## ABOUT THIS TASK
Could you copy each line of the listing that holds "from"?

## THE INPUT
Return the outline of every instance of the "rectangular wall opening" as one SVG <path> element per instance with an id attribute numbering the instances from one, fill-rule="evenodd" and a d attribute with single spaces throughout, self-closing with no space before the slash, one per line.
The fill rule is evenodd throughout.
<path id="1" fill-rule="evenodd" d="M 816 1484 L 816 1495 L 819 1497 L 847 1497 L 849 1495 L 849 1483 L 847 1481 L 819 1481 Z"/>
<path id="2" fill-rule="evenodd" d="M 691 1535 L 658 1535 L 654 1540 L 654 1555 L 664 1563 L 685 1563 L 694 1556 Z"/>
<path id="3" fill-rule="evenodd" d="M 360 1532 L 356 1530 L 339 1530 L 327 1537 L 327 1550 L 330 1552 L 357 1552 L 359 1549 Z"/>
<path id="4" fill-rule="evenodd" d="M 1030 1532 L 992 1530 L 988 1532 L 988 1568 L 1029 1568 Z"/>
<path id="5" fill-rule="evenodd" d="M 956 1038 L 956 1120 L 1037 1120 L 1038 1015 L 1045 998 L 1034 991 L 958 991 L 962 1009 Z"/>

* * *

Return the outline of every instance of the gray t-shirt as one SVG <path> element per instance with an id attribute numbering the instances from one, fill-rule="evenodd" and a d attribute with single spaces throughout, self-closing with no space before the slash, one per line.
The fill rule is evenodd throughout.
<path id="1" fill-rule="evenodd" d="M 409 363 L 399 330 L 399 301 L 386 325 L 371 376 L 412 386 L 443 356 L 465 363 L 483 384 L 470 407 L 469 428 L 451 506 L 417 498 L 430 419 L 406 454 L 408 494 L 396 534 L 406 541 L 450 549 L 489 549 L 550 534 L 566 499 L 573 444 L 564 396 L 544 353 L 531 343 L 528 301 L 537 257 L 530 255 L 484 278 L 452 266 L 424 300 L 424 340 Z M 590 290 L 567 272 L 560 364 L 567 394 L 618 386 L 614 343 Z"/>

==

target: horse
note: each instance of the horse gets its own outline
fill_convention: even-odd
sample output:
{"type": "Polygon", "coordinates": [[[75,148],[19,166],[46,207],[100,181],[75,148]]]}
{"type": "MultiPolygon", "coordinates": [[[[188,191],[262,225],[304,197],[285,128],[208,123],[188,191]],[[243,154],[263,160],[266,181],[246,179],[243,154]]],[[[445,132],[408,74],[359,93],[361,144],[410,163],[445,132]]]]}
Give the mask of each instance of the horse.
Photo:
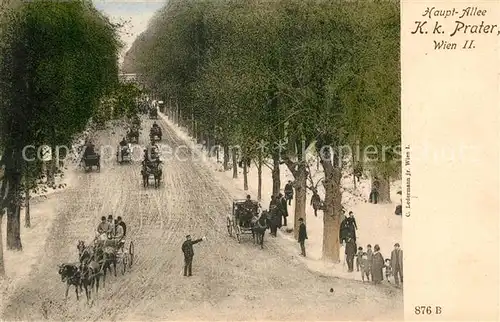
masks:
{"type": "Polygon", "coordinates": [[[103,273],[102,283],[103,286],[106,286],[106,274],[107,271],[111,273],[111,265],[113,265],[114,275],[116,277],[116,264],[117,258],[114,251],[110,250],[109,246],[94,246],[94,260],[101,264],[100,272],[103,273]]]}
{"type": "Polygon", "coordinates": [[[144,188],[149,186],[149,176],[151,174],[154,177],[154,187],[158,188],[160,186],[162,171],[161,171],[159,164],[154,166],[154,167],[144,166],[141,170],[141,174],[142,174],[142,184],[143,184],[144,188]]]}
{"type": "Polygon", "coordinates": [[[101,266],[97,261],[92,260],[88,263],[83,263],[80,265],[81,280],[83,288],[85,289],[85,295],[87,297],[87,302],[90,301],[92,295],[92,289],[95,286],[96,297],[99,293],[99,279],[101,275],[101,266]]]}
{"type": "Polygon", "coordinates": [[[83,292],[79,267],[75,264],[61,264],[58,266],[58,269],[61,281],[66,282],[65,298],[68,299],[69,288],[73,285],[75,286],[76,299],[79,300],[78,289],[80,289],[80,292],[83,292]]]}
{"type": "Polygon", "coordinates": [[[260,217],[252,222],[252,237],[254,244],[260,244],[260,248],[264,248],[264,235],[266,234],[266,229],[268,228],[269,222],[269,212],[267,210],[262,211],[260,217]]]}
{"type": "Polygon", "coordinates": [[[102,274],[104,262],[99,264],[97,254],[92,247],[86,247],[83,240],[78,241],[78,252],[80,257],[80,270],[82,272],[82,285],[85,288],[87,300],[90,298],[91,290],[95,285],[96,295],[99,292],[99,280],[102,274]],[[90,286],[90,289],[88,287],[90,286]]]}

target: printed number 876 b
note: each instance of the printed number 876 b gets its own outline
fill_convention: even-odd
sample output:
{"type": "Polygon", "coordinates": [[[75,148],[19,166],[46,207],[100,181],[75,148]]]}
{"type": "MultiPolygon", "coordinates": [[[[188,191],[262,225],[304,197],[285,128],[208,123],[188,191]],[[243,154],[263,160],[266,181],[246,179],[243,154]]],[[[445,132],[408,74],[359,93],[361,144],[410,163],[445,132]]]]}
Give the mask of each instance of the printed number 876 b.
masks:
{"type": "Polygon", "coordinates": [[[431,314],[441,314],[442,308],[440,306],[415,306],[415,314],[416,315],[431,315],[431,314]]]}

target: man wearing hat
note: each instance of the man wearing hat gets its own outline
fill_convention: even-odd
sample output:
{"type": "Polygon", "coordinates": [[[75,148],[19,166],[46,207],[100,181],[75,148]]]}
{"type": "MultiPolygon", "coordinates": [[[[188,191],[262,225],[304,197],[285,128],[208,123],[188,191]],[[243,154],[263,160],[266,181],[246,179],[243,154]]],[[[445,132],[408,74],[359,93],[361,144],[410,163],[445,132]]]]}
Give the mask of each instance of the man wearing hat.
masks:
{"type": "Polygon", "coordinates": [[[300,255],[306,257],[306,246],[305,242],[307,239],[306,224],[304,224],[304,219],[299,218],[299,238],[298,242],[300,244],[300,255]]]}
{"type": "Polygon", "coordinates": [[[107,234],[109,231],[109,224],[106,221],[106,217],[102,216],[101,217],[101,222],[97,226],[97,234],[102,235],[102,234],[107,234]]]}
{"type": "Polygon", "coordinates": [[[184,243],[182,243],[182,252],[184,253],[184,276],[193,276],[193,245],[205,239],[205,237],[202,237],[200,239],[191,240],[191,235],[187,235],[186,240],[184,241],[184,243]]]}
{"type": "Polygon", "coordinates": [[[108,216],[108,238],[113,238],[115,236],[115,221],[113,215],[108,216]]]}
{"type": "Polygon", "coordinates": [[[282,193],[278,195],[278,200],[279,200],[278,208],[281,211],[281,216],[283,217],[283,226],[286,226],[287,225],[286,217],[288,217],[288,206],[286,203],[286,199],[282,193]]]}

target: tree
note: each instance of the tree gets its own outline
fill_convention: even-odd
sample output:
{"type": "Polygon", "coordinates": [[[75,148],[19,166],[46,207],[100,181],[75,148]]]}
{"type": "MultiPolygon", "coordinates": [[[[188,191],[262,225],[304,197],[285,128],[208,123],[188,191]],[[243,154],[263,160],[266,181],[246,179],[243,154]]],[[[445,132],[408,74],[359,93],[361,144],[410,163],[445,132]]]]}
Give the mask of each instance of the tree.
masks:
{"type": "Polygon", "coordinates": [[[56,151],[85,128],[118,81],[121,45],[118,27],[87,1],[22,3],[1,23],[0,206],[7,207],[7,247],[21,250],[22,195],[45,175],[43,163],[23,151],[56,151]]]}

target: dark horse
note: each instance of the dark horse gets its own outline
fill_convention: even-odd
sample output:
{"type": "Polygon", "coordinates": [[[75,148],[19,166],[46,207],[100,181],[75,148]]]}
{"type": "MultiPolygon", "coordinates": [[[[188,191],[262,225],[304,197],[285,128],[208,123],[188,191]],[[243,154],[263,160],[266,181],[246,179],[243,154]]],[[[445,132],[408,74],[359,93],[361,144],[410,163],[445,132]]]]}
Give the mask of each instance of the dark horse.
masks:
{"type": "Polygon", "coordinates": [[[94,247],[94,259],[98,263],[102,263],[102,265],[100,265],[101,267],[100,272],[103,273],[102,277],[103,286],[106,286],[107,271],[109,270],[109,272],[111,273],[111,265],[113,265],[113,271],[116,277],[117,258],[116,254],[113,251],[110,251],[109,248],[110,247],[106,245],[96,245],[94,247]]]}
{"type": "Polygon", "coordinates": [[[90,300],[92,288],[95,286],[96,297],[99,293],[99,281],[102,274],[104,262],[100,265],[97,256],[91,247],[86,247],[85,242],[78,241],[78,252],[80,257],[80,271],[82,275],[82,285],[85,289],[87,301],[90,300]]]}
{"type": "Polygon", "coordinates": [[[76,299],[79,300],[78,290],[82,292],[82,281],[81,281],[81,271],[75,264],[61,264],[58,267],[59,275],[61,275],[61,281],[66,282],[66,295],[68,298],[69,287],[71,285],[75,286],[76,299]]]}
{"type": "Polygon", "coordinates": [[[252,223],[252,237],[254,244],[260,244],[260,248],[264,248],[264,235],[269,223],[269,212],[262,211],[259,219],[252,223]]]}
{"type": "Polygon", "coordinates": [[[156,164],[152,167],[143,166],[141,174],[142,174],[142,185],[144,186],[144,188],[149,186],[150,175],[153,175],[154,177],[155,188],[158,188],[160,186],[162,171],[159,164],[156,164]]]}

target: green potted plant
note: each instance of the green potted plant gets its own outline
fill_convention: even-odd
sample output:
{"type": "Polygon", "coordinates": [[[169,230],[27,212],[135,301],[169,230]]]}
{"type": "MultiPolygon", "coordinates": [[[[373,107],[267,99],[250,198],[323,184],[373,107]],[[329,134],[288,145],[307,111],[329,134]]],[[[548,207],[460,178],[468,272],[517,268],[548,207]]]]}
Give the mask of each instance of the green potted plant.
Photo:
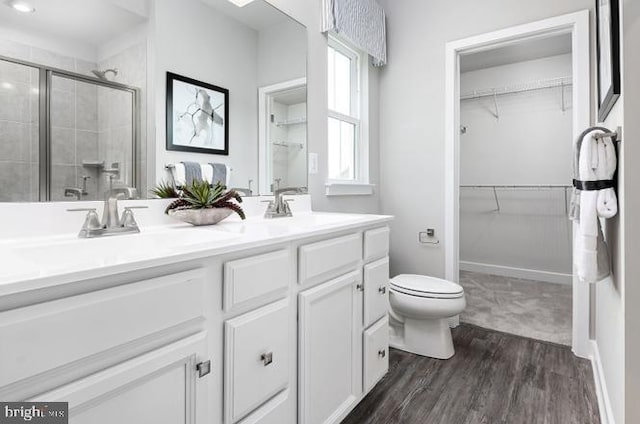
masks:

## RESULT FOR THIS EXERCISE
Return the outline of every instance of the "rectangular wall opening" as one SVG <path> element per instance with an id attribute numbering the instances from one, fill-rule="evenodd" and a d attribute with single spaces throughout, self-closing with no space before the slash, one per line.
Return the outline of every instance of the gray t-shirt as one SVG <path> element per instance with an id attribute numbering the instances from one, fill-rule="evenodd" and a d attribute with single spaces throughout, self-closing with no space before the slash, one per line.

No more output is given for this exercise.